-- Passage fourni --
********************

Gilbert sort cérémonieusement son GPS de son étui et commence à installer le "bricolage Klop" qui lui permettra de fixer celui-ci sur le haut du tableau de bord. L'antenne est fixée à la verrière par une ventouse, sur le côté droit, et le tout est relié à un micro-ordinateur que je porterai sur les genoux. Après un moment de recherche, le GPS finit par capter les signaux orbitaux de 7 satellites Navstar. Le micro-ordinateur est mis en route. Au lâcher des freins, le "timer" du micro est lancé, et le GPS envoie en temps réel l'information de position et de vitesse (sol) à la machine. Sur l'écran apparaît alors la trajectoire de l'avion sur la piste vue de profil, ainsi qu'un petit "mur" qui se déplace en avant de l'avion. Il s'agit du point où s'arrêterait l'avion si l'on décidait d'interrompre le décollage à cet instant précis.
Contrairement à la première idée qui vient à l'esprit, la distance d'arrêt après accélération ne dépend que de la vitesse de l'avion, et non de sa masse. Klop a reconstitué en partie un calculateur de décision au décollage. Bien que pas très utile sur monomoteur en général, celui-ci fournit pourtant une information de tout premier ordre, tant sur le plan opérationnel que sur celui de la sécurité.
Après l'envol, on lance le programme
"GPS". Quelques secondes plus tard, l'écran affiche une carte de la région,
depuis l'Ouest de Cannes jusqu'à l'Est de Nice, vers Menton. A partir
de cet instant, cela devient merveilleux. Un petit plot se déplace en
temps réel sur l'écran (n'oublions pas que le GPS envoie ses informations
à l'ordinateur toutes les 1,21 seconde, alors qu'un GPS "professionnel"
rafraîchirait ses informations chaque dixième de seconde). Quelques
points significatifs, programmés par Gilbert, apparaissent eux aussi
ça et là, ainsi que la piste de Cannes, celle de Nice, les points
de compte rendu figurant sur la carte d'approche de Nice et surtout les lignes
de niveau du relief de la région. Grâce à une fonction particulière
de ce GPS, on lit sur l'écran de contrôle le paramètre "CTS",
pour "Course To Steer". Notion utilisée pour la navigation maritime,
cette indication tient compte de l'écart entre la route désirée
(DTK : Desired TracK) et la route instantanée (TRK : TRacK). Son utilisation
est des plus simples. Le GPS calcule la route (une orthodromie) entre deux points
de passage A et B. "CTS" nous donne la route instantanée que l'on doit
suivre pour rejoindre cette orthodromie idéale par le chemin le plus
court avec un amortissement critique, c'es-à-dire sans overshoot. Si
CTS=TRK, on est sur la route idéale, quelle que soit notre erreur de
position à un instant donné.

********************

Lignes tirées d'une collecte de données:

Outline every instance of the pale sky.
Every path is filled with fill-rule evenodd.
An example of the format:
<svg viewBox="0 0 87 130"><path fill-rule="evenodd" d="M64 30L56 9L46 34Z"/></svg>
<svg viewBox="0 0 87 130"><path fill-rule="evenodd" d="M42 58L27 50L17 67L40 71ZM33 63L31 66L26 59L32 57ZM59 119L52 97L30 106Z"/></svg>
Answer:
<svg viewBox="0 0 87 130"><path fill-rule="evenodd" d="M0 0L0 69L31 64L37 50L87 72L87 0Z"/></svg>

********************

-- Consignes --
A. Recopiez, dans le passage sur le GPS, le segment qui commence par « Contrairement à la » et se poursuit jusqu'à « de la sécurité. ».
B. Pour chacune des affirmations suivantes, indiquez par oui ou par non si elle concorde avec le passage sur le GPS, en citant les mots du passage qui tranchent.
(i) La distance d'arrêt après accélération dépend de la masse de l'avion.
(ii) Le GPS transmet ses informations à l'ordinateur toutes les 1,21 seconde.
(iii) L'antenne est fixée sur le côté gauche de la verrière.
C. D'après le passage sur le GPS, pourquoi se trouve-t-on sur la route idéale lorsque CTS = TRK ?

-- Réponses dans l'ordre --
A.
Contrairement à la première idée qui vient à l'esprit, la distance d'arrêt après accélération ne dépend que de la vitesse de l'avion, et non de sa masse. Klop a reconstitué en partie un calculateur de décision au décollage. Bien que pas très utile sur monomoteur en général, celui-ci fournit pourtant une information de tout premier ordre, tant sur le plan opérationnel que sur celui de la sécurité.

B.
(i) Non : « la distance d'arrêt après accélération ne dépend que de la vitesse de l'avion, et non de sa masse ».
(ii) Oui : « le GPS envoie ses informations à l'ordinateur toutes les 1,21 seconde ».
(iii) Non : « L'antenne est fixée à la verrière par une ventouse, sur le côté droit ».

C. CTS donne la route instantanée à suivre pour rejoindre l'orthodromie calculée entre les points A et B. Ce ralliement se fait par le chemin le plus court, avec un amortissement critique, c'est-à-dire sans overshoot. Lorsque la route instantanée TRK est égale à CTS, on suit donc ce chemin idéal, quelle que soit l'erreur de position à un instant donné.